START
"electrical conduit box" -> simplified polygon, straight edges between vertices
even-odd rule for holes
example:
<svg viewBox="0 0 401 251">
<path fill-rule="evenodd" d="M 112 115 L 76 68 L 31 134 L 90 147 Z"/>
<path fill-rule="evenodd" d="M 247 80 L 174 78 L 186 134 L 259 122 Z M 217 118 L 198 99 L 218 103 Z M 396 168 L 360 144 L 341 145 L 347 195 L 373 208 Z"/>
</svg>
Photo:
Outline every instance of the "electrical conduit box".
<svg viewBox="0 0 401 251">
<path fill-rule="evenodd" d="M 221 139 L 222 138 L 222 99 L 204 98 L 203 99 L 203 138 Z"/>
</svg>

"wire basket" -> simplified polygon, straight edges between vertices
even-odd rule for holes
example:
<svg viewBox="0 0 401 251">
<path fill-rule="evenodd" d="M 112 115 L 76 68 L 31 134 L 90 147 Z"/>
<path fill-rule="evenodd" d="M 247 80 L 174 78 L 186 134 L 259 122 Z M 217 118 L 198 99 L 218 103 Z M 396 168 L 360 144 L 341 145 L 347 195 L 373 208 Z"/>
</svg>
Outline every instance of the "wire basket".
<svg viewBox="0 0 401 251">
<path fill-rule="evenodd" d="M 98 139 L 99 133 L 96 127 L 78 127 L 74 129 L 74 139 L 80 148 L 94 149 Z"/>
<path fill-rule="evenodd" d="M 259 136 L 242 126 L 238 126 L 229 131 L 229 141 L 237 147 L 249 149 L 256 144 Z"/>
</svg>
END
Your instructions
Return all of the material above line for line, without changing a single character.

Exercise result
"electrical conduit box" -> simplified polygon, straight edges between vertices
even-odd rule for holes
example:
<svg viewBox="0 0 401 251">
<path fill-rule="evenodd" d="M 112 115 L 76 68 L 31 134 L 90 147 Z"/>
<path fill-rule="evenodd" d="M 247 80 L 174 78 L 186 134 L 259 122 Z M 217 118 L 198 99 L 218 103 Z M 396 168 L 360 144 L 341 145 L 347 195 L 373 208 Z"/>
</svg>
Photo:
Outline every instance of the "electrical conduit box".
<svg viewBox="0 0 401 251">
<path fill-rule="evenodd" d="M 221 139 L 222 138 L 222 99 L 204 98 L 203 99 L 203 138 Z"/>
</svg>

"wire basket" -> simplified polygon, straight edges between vertices
even-odd rule for holes
example:
<svg viewBox="0 0 401 251">
<path fill-rule="evenodd" d="M 112 115 L 76 68 L 31 134 L 90 147 Z"/>
<path fill-rule="evenodd" d="M 247 80 L 174 78 L 186 134 L 259 122 Z M 217 118 L 198 99 L 218 103 Z M 396 168 L 360 144 L 341 145 L 347 195 L 373 208 Z"/>
</svg>
Outline every instance of the "wire basket".
<svg viewBox="0 0 401 251">
<path fill-rule="evenodd" d="M 98 139 L 99 133 L 96 127 L 78 127 L 74 129 L 74 139 L 80 148 L 94 149 Z"/>
<path fill-rule="evenodd" d="M 259 136 L 242 126 L 238 126 L 229 131 L 229 141 L 237 147 L 249 149 L 256 144 Z"/>
</svg>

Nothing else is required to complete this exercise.